Bailey asked Jenkins for her contact info, explained that members receive a code to open the gate if they can spare an hour to weed or mow or clean up or do other chores; and, voila, another neighborhood gardener was on the team.
Yet as people worked on a sunny, perfect Tuesday morning, the talk was not so much of the joys of gardening per se, but of, to use Hubbard’s phrase, the “peace in the Hill” that the garden brings.
“You feel it’s a non-stressful place,” she elaborated. “You sit, you inhale, it’s a beautiful garden,” and you wouldn’t know you’re in a stressful neighborhood with the challenges of what poverty often brings.
All the gardens operate differently, said Bailey. In Davenport’s case, it was not only a revived neighborhood interest, but Bailey was able to write and to secure grants for revival of the space from The Community Foundation for Greater New Haven and the C.A.R.E. program, which operates out of Southern Connecticut State University.
“We never really got much from Gather,” she said.
════
▶ [Your tasks]
1. In the garden passage, what do members receive if they can spare an hour for chores?
2. Reproduce the garden passage word for word from "Bailey asked Jenkins" to "the garden brings.".

▶ [Information]
════
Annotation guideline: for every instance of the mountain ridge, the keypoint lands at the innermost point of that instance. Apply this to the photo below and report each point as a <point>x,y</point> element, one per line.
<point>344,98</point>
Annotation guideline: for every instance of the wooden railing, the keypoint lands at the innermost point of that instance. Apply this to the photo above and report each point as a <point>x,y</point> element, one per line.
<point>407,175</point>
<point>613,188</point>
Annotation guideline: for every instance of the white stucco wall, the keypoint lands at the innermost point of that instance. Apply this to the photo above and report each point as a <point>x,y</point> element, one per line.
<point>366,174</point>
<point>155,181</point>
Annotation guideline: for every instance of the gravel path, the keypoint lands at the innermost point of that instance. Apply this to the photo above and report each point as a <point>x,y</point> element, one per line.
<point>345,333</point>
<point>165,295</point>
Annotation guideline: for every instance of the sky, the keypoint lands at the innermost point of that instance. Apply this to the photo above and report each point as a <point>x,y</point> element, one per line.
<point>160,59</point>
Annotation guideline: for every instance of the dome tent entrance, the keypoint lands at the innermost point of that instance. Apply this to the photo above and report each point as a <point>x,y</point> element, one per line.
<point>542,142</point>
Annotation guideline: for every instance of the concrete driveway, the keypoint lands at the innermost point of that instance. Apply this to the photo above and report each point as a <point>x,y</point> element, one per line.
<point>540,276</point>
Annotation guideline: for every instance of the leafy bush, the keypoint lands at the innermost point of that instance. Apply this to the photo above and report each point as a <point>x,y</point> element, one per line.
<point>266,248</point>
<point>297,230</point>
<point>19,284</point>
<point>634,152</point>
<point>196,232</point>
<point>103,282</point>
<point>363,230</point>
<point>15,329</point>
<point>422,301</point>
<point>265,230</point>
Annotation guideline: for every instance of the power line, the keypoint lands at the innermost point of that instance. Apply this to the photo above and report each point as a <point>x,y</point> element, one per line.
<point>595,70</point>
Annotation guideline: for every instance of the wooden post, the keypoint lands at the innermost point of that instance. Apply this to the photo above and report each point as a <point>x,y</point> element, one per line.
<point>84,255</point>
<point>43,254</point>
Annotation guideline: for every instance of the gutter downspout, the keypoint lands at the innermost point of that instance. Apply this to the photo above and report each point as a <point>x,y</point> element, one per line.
════
▶ [Results of the tasks]
1. A code to open the gate.

2.
Bailey asked Jenkins for her contact info, explained that members receive a code to open the gate if they can spare an hour to weed or mow or clean up or do other chores; and, voila, another neighborhood gardener was on the team.
Yet as people worked on a sunny, perfect Tuesday morning, the talk was not so much of the joys of gardening per se, but of, to use Hubbard’s phrase, the “peace in the Hill” that the garden brings.